◆ Consegna
Ricopia integralmente tutte le righe dei record qui sotto. Scala di un fattore 1,1 le coordinate dei riquadri date come risposta, ma non quelle del modello di formato, e arrotonda all'intero più vicino, con le metà per eccesso.

◆ Voci archiviate
↓↓↓
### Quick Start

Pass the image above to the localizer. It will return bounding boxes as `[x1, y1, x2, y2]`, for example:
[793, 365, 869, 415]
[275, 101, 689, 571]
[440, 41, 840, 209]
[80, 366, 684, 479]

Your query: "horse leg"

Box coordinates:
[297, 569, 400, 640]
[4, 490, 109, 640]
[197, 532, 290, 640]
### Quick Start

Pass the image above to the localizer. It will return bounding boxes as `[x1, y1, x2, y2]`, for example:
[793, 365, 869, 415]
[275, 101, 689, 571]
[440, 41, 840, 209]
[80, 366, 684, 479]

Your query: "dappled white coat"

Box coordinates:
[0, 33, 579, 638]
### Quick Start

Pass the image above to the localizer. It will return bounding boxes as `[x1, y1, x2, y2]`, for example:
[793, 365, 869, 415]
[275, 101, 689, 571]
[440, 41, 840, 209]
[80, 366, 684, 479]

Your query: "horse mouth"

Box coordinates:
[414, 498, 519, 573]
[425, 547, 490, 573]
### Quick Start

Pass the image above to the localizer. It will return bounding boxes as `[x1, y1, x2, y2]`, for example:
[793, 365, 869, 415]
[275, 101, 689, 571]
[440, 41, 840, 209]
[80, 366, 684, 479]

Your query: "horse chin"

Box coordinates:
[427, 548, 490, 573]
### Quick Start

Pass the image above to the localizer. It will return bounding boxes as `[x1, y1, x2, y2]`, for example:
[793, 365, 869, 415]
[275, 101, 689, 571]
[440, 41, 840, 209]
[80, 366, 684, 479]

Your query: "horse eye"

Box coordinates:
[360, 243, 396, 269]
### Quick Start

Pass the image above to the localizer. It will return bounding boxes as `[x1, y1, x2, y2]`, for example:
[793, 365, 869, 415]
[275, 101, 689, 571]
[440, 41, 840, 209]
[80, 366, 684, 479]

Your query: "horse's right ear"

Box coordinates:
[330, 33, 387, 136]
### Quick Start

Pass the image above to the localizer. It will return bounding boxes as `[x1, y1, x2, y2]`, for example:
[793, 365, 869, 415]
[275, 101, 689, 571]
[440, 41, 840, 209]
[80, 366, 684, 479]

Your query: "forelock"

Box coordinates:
↑↑↑
◆ Risposta
### Quick Start

Pass the image above to the localizer. It will return bounding boxes as `[x1, y1, x2, y2]`, for example:
[793, 365, 869, 415]
[275, 101, 689, 571]
[440, 41, 840, 209]
[80, 366, 684, 479]

Your query: "horse leg"

Box coordinates:
[327, 626, 440, 704]
[4, 539, 120, 704]
[217, 585, 319, 704]
### Quick Start

Pass the image above to the localizer. It will return bounding boxes as `[x1, y1, x2, y2]`, for example:
[793, 365, 869, 415]
[275, 101, 689, 571]
[440, 41, 840, 209]
[80, 366, 684, 479]

Your query: "dappled white coat"

Box coordinates:
[0, 36, 637, 702]
### Quick Start

Pass the image above to the localizer. It will return bounding boxes as `[x1, y1, x2, y2]`, for example:
[793, 365, 869, 415]
[275, 101, 689, 571]
[440, 41, 840, 209]
[80, 366, 684, 479]

Your query: "horse mouth"

Box coordinates:
[455, 548, 571, 630]
[468, 602, 539, 630]
### Quick Start

Pass the image above to the localizer. It will return bounding boxes as `[x1, y1, x2, y2]`, for example:
[793, 365, 869, 415]
[275, 101, 689, 571]
[440, 41, 840, 209]
[80, 366, 684, 479]

Your query: "horse chin"

Box coordinates:
[470, 603, 539, 630]
### Quick Start

Pass the image above to the localizer. It will return bounding boxes as `[x1, y1, x2, y2]`, for example:
[793, 365, 869, 415]
[275, 101, 689, 571]
[440, 41, 840, 209]
[80, 366, 684, 479]

Your query: "horse eye"

Box coordinates:
[396, 267, 436, 296]
### Quick Start

Pass the image above to the localizer. It will return bounding boxes as `[x1, y1, x2, y2]`, for example:
[793, 365, 869, 415]
[275, 101, 689, 571]
[440, 41, 840, 209]
[80, 366, 684, 479]

Your query: "horse's right ear"

Box coordinates:
[363, 36, 426, 150]
### Quick Start

Pass the image above to the localizer. It will return bounding boxes as `[x1, y1, x2, y2]`, for example:
[793, 365, 869, 415]
[275, 101, 689, 571]
[440, 41, 840, 209]
[80, 366, 684, 479]

Your query: "forelock"

Box coordinates:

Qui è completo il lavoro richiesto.